Please duplicate the listing below word for word, leaving the pictures out of your copy.

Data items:
···
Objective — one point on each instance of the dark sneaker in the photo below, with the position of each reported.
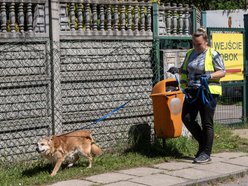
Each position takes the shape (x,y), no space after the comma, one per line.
(202,158)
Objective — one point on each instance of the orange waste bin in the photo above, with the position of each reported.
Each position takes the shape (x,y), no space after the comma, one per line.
(167,100)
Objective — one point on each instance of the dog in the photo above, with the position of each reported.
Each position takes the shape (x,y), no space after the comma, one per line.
(67,148)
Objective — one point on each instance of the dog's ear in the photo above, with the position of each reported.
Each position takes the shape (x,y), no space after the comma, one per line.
(56,141)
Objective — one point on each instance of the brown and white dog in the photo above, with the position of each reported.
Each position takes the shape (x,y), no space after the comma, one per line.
(67,148)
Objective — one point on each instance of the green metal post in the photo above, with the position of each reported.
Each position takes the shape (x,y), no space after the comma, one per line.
(194,19)
(156,44)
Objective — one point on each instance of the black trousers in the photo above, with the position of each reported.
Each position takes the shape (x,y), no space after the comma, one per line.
(204,133)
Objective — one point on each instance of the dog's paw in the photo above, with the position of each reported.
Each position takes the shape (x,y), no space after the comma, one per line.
(53,173)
···
* Solution for this task *
Objective — one point on each instance of the dark sneaker in the photo below, with the position of each reported.
Each position takes the shape (x,y), no space after the comma, one per line.
(202,158)
Objective — one point on each instance of the orange waste bin in the photo above, with the position of each reported.
Each position takes the shape (x,y), no space after the comma, one per line.
(167,100)
Objective — one point on each instance of the dog in the photo above, with the position of each reported.
Each position takes the shape (x,y), no space after the comma, one per line.
(67,148)
Objective — one point on each instance of the dog's ear in the photo above, with the position of each reported.
Each position takes the shape (x,y), no space after the comma, one per line.
(56,141)
Objective — one point on each instance of the brown and white dog in the photo above, with the position of each reported.
Each position takes the shape (x,y), no space after the comma, one per line.
(67,148)
Objective — one point on each instance of the green metal post in the photo above, with the position of each reported.
Each position takes the shape (x,y), no space after the comma, one per line.
(194,19)
(156,44)
Objective — one point on each instance of the black trousers in the photo above, with the position of each reported.
Each position takes the shape (x,y), no space after the comma, one per line.
(204,133)
Objective — one point on each instance of the dog's paw in the photo above, with the position of each reported.
Each position takes the shape (x,y), no space after the comma, one per line.
(53,173)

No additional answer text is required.